Position identification records
▼▼▼
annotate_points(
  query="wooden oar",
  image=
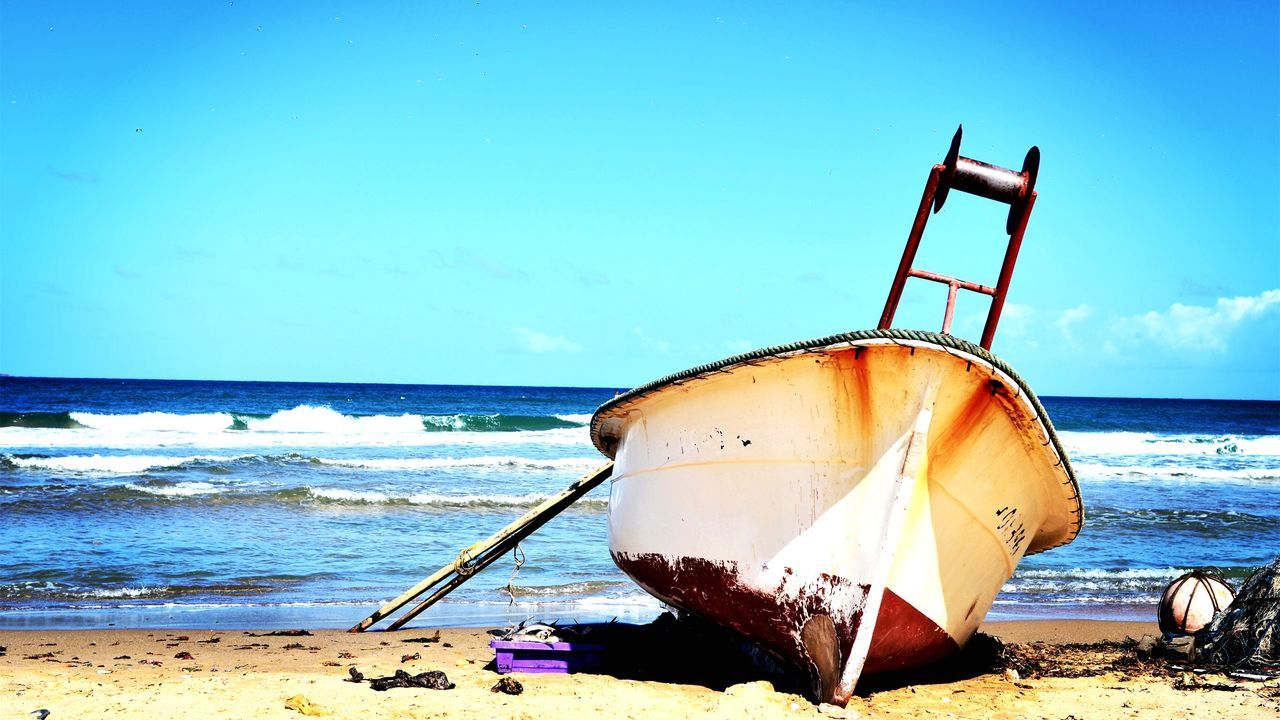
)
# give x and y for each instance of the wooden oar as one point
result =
(484, 552)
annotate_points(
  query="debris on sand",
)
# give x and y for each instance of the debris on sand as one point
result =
(1247, 634)
(508, 686)
(432, 680)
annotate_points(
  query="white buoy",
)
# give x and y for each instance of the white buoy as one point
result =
(1192, 600)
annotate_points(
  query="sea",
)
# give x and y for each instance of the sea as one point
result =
(176, 504)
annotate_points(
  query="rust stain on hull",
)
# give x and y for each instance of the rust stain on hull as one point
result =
(809, 623)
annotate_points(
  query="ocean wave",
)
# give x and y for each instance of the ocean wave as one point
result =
(177, 490)
(112, 464)
(316, 419)
(344, 496)
(1096, 470)
(501, 423)
(300, 419)
(64, 591)
(305, 425)
(58, 420)
(1153, 443)
(1093, 584)
(142, 464)
(165, 422)
(580, 588)
(504, 461)
(1193, 522)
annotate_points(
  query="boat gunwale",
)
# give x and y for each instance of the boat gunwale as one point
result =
(899, 336)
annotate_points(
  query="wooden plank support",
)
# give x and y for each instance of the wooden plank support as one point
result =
(484, 552)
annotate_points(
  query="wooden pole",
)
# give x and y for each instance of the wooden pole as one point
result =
(484, 552)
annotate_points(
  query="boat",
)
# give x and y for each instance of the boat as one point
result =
(850, 504)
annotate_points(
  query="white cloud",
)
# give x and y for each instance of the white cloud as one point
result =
(1069, 318)
(536, 341)
(1197, 327)
(1014, 319)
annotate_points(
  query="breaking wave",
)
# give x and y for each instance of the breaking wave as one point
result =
(1095, 470)
(1153, 443)
(344, 496)
(305, 425)
(224, 464)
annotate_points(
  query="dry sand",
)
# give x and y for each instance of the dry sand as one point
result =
(80, 674)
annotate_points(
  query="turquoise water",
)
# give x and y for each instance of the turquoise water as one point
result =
(158, 502)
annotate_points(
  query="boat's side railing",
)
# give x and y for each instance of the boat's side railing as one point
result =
(1014, 188)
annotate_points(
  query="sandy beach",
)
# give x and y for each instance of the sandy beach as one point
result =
(257, 674)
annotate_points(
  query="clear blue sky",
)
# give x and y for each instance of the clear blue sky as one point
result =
(597, 195)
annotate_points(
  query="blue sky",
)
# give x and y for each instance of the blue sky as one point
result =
(600, 194)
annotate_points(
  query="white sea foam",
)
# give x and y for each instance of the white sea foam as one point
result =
(1152, 443)
(156, 422)
(504, 461)
(1063, 583)
(312, 419)
(120, 593)
(50, 438)
(178, 490)
(432, 500)
(112, 464)
(1095, 470)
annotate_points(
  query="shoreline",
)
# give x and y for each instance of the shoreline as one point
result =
(237, 673)
(339, 616)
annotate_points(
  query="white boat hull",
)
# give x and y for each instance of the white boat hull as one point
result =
(807, 496)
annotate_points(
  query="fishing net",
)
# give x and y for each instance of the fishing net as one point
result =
(1247, 634)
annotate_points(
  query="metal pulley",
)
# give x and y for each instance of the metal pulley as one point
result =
(988, 181)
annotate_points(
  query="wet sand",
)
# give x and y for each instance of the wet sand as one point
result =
(242, 674)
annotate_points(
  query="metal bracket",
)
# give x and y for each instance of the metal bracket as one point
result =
(1014, 188)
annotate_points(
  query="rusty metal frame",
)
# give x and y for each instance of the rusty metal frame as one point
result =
(1015, 188)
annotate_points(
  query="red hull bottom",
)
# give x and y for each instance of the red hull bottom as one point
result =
(812, 628)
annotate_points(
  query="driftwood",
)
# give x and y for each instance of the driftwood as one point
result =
(484, 552)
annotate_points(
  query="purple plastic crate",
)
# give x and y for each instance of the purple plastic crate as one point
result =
(524, 656)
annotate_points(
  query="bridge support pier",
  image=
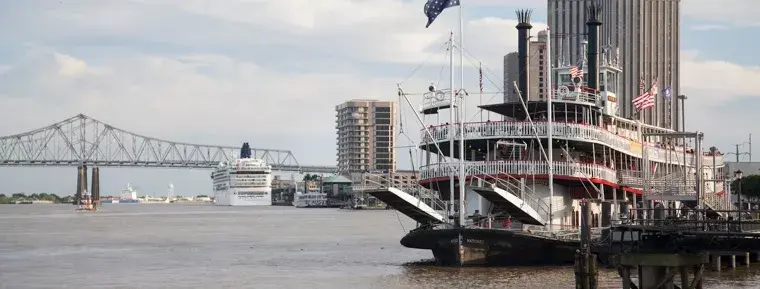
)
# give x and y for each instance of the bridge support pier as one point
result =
(81, 183)
(95, 187)
(658, 271)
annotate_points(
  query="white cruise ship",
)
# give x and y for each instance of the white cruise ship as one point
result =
(245, 182)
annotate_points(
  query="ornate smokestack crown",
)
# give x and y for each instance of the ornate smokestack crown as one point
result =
(593, 11)
(523, 15)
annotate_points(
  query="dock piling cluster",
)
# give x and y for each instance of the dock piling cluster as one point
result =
(586, 268)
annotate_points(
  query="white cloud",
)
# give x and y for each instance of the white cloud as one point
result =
(736, 12)
(724, 80)
(708, 27)
(273, 70)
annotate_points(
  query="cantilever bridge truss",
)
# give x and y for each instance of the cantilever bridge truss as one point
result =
(82, 140)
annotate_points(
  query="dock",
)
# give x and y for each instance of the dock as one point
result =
(659, 249)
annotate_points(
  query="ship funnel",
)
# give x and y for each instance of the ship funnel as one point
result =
(593, 23)
(523, 42)
(245, 151)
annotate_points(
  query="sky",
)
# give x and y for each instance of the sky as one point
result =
(270, 72)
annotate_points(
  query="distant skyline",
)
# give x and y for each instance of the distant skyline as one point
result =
(270, 72)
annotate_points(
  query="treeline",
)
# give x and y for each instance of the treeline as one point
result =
(12, 199)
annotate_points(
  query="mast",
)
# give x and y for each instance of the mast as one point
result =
(462, 114)
(550, 126)
(451, 122)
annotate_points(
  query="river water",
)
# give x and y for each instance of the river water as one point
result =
(204, 246)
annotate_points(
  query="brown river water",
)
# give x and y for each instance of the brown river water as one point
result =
(204, 246)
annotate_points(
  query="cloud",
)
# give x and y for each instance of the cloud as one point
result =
(734, 12)
(724, 81)
(261, 71)
(708, 27)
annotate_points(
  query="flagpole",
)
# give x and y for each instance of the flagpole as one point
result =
(549, 126)
(480, 85)
(462, 114)
(452, 124)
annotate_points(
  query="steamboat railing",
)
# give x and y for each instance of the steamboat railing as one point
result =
(569, 169)
(568, 131)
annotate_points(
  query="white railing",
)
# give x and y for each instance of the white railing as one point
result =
(569, 131)
(578, 170)
(577, 96)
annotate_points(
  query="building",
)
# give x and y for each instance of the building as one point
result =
(366, 136)
(646, 32)
(537, 68)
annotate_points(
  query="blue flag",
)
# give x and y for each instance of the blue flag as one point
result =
(433, 8)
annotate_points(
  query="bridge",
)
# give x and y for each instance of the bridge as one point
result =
(85, 141)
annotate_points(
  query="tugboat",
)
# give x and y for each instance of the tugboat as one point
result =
(521, 181)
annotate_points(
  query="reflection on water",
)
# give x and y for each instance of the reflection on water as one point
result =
(194, 246)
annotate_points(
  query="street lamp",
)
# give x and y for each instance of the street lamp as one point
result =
(738, 174)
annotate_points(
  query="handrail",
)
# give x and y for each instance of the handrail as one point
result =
(528, 196)
(572, 131)
(579, 170)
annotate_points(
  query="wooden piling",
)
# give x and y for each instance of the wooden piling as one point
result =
(586, 269)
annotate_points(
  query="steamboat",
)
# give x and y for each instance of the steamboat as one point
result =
(513, 187)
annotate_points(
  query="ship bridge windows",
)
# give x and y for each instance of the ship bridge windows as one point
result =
(508, 150)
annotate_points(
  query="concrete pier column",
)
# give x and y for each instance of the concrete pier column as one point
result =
(78, 194)
(81, 182)
(95, 187)
(747, 260)
(715, 262)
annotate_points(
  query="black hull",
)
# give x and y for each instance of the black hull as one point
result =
(491, 247)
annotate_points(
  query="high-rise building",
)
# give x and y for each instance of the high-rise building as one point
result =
(646, 32)
(536, 50)
(366, 136)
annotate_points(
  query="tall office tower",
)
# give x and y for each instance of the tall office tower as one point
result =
(536, 50)
(366, 136)
(646, 32)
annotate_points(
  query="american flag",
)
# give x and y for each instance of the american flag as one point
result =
(433, 8)
(667, 93)
(575, 72)
(480, 72)
(646, 98)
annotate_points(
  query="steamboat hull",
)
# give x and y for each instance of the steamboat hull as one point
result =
(491, 247)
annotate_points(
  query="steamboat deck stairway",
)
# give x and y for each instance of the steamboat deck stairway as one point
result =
(506, 195)
(415, 202)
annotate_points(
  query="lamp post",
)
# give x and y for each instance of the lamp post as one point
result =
(738, 174)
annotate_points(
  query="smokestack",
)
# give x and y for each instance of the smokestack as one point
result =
(593, 23)
(523, 42)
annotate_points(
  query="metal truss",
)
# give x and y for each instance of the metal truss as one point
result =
(82, 140)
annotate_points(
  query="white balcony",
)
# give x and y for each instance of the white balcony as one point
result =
(566, 131)
(567, 169)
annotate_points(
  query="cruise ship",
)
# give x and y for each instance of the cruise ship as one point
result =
(244, 182)
(513, 188)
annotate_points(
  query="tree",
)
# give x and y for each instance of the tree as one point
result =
(750, 187)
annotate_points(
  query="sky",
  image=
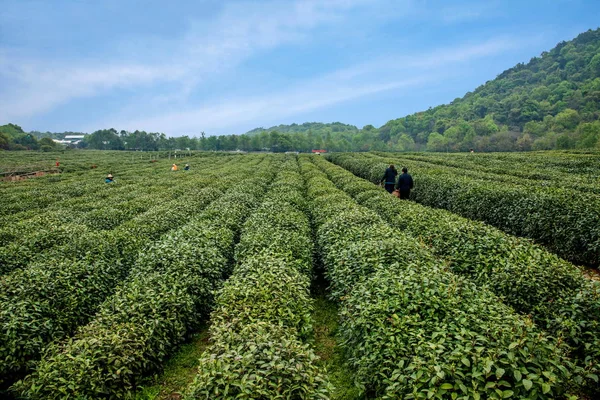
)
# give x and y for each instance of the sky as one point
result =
(225, 67)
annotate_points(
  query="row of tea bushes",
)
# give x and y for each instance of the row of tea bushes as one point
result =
(264, 310)
(566, 224)
(525, 276)
(167, 294)
(483, 166)
(53, 296)
(412, 328)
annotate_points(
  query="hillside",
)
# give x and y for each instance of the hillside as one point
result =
(552, 102)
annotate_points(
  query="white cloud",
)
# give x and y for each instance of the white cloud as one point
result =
(240, 31)
(333, 88)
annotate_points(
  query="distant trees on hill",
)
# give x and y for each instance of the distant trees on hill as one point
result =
(552, 102)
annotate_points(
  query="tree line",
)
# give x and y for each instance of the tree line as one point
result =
(552, 102)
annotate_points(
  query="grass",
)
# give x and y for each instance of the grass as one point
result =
(179, 371)
(325, 317)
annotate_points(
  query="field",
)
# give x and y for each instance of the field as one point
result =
(298, 277)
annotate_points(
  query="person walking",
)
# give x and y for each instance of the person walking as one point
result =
(389, 177)
(404, 184)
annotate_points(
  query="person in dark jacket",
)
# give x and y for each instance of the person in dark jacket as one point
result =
(389, 177)
(404, 184)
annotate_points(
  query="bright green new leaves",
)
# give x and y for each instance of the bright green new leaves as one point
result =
(264, 310)
(412, 328)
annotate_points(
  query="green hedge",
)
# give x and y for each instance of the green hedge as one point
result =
(169, 291)
(412, 328)
(525, 276)
(564, 221)
(264, 310)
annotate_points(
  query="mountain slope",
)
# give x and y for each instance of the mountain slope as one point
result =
(551, 102)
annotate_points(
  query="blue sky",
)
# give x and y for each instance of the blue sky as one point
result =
(222, 67)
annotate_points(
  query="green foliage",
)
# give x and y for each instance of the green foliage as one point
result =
(264, 310)
(563, 220)
(169, 291)
(526, 277)
(412, 328)
(261, 360)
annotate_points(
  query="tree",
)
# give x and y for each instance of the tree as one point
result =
(4, 141)
(51, 144)
(567, 119)
(437, 142)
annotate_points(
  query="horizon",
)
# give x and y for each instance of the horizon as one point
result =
(229, 67)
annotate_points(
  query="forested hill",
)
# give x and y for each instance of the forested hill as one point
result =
(305, 127)
(551, 102)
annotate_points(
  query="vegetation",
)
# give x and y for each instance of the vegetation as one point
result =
(552, 102)
(102, 284)
(527, 277)
(162, 300)
(426, 331)
(566, 221)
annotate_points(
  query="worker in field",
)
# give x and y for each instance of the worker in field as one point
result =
(404, 184)
(389, 177)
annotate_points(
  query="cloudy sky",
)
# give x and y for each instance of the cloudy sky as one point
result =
(182, 67)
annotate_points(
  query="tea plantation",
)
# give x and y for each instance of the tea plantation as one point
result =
(212, 282)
▲▲▲
Short problem:
Identify each line of the listing above that contains the string "plank" and copy those lines, treating uppercase and lowercase as different.

Answer to this exercise:
  query="wooden plank support",
# give x and y for each instance of the wooden plank support as one point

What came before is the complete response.